* The task
Select each line in the items below that contains the string "sponsor" and copy it out. Case counts.

* Data supplied
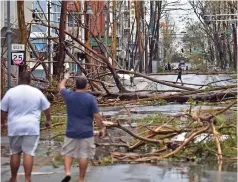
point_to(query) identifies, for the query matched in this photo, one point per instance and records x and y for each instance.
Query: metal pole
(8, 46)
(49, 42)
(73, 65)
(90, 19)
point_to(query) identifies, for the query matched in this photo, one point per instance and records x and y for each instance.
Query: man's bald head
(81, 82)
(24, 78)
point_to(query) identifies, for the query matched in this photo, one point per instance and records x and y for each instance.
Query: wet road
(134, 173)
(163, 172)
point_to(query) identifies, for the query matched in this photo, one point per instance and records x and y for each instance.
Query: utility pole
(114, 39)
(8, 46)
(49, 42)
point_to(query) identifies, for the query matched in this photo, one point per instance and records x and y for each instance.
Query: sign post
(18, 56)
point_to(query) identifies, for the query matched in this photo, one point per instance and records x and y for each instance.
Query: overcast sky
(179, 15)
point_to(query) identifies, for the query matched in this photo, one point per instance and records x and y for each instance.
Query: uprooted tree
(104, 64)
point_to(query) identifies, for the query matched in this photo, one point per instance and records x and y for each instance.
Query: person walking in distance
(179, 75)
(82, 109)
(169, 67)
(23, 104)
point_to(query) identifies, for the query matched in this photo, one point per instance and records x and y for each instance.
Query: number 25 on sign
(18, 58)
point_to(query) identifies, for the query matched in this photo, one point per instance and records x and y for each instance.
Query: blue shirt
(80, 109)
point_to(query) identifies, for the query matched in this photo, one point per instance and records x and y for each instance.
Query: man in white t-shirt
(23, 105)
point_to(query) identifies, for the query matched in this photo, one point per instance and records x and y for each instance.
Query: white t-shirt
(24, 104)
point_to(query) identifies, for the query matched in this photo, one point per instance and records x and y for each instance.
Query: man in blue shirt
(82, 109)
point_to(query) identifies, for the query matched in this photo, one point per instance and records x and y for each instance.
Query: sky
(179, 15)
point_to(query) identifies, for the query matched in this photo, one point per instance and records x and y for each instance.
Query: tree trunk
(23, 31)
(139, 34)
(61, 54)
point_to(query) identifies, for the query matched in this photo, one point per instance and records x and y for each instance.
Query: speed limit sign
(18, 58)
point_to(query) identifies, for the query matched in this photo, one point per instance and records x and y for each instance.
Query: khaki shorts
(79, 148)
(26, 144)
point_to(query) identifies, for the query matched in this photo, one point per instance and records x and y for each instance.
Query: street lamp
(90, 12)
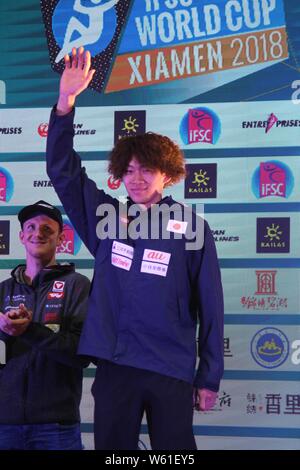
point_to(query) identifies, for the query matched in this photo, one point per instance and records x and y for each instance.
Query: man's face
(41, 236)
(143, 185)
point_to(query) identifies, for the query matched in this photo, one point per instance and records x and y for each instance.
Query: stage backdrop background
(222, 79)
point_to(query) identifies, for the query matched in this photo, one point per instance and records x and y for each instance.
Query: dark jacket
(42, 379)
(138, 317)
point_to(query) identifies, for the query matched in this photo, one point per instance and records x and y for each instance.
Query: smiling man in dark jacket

* * *

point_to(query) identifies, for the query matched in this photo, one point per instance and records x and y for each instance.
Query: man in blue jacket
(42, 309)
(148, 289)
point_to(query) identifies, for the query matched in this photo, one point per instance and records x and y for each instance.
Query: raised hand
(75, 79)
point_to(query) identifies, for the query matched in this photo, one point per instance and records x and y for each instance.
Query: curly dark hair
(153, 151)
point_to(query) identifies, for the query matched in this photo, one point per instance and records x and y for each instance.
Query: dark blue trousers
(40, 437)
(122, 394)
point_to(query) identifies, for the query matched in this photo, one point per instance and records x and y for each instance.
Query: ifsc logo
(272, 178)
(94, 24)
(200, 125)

* * *

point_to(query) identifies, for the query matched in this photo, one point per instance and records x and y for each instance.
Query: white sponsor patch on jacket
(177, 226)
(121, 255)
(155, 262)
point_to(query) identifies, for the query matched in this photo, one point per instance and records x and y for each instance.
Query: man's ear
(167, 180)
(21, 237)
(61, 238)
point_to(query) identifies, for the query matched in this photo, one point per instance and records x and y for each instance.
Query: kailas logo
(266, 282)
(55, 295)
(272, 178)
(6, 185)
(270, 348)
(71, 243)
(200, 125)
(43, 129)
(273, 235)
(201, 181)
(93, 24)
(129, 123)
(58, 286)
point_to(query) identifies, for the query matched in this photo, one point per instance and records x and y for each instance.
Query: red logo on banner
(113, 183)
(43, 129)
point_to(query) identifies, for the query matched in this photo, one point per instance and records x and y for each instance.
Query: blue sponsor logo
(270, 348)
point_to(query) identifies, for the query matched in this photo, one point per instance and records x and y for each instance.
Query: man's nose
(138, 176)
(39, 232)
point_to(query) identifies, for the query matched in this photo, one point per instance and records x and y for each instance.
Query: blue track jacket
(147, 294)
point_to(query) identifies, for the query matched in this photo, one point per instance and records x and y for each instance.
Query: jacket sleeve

* Response to this task
Query: white sponsor patch on jacket
Query: blue sponsor logo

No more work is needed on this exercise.